- WORK INSTRUCTIONS:
Count how many lines in the listing below contain the string "stone", matching case exactly. Give only the number.

--- --- ---

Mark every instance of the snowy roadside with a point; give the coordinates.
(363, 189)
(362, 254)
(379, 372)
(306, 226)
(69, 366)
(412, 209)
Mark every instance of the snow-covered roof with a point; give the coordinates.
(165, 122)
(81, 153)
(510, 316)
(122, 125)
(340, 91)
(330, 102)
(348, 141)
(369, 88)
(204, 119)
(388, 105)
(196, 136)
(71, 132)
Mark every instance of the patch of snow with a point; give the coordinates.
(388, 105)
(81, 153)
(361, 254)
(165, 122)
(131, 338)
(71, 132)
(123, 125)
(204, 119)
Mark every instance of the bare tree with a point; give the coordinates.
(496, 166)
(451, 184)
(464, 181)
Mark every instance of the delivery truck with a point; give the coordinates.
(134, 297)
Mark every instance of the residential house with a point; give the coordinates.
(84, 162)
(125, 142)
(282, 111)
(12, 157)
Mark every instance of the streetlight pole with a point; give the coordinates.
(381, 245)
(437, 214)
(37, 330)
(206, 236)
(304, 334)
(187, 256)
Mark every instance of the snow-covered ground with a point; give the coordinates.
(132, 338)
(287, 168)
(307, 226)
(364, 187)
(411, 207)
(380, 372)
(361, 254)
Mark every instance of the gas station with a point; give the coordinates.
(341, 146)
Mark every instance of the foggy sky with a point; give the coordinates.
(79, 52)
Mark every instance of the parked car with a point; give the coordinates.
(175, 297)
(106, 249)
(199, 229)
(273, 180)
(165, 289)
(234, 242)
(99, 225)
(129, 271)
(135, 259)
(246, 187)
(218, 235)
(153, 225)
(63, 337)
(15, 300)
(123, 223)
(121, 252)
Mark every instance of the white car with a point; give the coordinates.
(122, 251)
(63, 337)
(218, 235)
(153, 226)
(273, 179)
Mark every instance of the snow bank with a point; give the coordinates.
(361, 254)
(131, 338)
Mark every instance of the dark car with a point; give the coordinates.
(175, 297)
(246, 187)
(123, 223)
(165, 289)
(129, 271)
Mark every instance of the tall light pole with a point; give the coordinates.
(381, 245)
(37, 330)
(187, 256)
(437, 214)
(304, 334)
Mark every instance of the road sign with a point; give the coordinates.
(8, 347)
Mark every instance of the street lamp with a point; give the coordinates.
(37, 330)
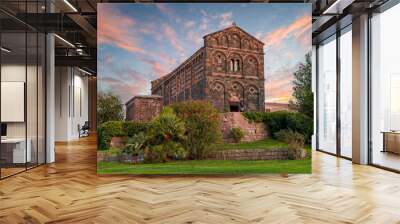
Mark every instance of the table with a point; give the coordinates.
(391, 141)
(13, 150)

--- --- ---

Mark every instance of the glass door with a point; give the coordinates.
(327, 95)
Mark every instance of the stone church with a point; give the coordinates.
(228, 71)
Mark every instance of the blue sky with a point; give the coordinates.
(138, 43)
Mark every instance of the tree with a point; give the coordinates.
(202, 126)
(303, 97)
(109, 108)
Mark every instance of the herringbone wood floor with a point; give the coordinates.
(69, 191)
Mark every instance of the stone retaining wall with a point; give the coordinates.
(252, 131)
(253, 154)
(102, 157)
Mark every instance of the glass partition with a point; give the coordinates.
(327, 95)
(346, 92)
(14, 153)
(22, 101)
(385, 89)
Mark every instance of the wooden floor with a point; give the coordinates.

--- --- ---

- THE ANSWER:
2